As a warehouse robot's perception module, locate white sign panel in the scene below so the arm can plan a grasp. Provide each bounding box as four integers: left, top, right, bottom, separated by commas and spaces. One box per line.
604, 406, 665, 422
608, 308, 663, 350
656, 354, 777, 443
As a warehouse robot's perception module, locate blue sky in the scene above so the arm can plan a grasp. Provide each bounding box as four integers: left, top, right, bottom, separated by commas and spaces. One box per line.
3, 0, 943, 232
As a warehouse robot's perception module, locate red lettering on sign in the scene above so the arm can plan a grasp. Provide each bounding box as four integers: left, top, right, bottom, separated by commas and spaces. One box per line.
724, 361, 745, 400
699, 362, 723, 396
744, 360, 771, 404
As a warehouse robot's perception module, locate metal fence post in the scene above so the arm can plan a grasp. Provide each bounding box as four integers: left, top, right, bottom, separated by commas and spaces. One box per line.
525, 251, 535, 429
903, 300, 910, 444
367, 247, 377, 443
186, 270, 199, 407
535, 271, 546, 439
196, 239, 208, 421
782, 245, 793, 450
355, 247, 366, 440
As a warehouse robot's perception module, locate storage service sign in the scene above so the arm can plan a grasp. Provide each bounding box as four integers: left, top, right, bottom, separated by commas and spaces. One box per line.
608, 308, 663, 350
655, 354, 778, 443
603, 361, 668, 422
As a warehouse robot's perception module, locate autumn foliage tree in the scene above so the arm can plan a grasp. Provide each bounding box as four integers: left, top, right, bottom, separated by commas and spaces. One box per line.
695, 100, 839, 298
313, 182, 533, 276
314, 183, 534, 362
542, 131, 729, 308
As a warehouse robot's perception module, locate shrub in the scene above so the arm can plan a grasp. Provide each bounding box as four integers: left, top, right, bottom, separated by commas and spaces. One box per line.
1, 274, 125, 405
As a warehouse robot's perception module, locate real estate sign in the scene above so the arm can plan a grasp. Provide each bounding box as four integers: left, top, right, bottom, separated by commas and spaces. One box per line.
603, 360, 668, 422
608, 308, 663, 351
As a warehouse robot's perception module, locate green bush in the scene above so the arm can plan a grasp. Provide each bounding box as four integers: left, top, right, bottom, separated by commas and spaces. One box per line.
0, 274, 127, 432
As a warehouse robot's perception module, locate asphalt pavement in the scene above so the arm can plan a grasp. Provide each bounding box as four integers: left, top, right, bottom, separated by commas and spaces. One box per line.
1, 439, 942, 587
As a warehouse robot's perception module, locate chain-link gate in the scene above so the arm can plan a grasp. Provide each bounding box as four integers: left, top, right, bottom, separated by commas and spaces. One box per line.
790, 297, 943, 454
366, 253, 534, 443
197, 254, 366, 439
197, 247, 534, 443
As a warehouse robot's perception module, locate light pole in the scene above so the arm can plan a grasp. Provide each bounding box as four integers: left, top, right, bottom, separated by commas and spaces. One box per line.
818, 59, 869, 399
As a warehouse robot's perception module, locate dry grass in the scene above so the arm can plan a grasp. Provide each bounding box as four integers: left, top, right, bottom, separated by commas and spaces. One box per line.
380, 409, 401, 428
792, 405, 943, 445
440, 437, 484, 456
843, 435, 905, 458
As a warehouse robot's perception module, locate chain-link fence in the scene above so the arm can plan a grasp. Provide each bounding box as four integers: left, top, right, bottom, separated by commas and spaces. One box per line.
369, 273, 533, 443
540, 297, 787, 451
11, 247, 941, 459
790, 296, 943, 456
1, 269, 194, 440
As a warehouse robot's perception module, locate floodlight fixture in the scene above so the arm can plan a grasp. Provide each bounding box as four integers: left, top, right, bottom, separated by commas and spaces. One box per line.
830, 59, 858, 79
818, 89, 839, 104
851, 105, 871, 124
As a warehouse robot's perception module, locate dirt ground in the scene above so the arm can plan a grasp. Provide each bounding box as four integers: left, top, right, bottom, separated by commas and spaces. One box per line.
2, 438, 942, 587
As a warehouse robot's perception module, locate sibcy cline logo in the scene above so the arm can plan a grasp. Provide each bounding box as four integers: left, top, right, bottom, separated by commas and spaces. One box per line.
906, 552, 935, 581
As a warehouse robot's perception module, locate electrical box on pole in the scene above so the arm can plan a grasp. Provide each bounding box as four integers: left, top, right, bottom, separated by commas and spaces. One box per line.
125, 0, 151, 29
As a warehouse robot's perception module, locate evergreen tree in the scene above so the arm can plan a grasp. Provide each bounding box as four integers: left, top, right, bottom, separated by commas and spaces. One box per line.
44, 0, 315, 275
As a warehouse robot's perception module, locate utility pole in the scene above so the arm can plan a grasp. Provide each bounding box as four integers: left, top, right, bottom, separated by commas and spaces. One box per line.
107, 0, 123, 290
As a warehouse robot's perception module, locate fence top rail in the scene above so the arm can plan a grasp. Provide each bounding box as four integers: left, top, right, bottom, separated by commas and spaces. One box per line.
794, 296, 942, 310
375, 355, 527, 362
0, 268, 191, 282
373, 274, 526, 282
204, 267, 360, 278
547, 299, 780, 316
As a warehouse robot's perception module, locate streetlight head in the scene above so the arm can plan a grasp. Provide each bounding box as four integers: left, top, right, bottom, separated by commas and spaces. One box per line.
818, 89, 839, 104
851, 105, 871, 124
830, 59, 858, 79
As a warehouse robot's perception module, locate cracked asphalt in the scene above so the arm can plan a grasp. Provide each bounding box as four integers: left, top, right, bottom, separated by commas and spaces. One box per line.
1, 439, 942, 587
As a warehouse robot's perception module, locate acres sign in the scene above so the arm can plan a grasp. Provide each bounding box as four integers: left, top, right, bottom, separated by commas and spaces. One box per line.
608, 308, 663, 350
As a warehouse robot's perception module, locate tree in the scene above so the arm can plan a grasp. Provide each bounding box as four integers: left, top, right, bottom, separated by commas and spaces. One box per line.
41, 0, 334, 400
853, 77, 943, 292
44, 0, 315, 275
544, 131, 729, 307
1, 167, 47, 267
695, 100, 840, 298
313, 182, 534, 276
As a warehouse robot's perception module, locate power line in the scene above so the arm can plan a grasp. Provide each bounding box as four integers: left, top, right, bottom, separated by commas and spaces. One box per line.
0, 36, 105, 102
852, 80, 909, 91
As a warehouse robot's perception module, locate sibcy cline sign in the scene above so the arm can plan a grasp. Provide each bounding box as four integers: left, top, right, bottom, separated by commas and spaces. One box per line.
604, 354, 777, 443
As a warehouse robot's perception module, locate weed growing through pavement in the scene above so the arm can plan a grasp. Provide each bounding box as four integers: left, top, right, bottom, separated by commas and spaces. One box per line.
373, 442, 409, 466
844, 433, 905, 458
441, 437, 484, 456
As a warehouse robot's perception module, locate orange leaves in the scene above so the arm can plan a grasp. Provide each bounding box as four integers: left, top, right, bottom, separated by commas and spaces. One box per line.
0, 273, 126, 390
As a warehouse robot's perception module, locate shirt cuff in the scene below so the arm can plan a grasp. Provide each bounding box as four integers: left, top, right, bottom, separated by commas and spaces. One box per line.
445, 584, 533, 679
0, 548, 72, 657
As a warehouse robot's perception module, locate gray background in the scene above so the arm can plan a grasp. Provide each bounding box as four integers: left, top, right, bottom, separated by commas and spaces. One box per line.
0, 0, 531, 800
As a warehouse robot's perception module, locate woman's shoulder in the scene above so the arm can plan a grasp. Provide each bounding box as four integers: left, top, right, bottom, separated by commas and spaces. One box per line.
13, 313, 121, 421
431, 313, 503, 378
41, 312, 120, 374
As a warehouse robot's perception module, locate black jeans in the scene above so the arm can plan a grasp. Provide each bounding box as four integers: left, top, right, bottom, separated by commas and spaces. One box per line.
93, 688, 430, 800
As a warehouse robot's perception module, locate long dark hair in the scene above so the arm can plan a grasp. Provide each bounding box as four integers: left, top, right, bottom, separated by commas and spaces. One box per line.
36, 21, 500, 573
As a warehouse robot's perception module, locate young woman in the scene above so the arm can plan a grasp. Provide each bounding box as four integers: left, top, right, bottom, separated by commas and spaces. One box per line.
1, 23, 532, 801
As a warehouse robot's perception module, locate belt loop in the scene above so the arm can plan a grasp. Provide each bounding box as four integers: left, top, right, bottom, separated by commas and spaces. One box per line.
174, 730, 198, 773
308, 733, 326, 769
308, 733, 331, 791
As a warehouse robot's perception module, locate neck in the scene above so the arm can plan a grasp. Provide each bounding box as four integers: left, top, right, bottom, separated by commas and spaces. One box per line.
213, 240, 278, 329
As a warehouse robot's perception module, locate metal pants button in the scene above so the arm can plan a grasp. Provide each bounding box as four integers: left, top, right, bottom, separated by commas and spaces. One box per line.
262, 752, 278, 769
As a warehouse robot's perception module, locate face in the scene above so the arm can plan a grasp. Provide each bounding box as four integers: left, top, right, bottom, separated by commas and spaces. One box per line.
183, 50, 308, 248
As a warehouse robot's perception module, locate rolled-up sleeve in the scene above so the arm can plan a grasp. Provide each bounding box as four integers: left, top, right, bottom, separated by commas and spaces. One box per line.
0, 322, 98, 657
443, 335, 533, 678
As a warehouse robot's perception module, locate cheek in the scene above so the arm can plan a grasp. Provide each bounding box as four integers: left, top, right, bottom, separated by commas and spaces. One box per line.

_Directions_. Repeat the line containing "As a warehouse robot's perception module, locate face" and all subsequent lines through the final line of the data, exactly and with no others.

_Solution for this problem_.
As a warehouse robot's perception module, locate face in the scene above so the arm can plan a grasp. Provide each bounding box as four integers: left, top, right, bottom, separated by commas and spaces. One box per line.
183, 50, 308, 248
As a warehouse robot's perception module, locate rolled-up sleeve in the scene above so the arm can plan a grasp. Provide each bounding box as four integers: left, top, right, bottom, separated by commas and spaces. One box per line.
0, 322, 98, 657
443, 335, 533, 678
As a warehouse robot's perception module, locate cheek in the scene above so the arm can plan a grasp. Provide each bounding box as four integers: left, top, right, bottom, separated by commas and spaces. One box per line.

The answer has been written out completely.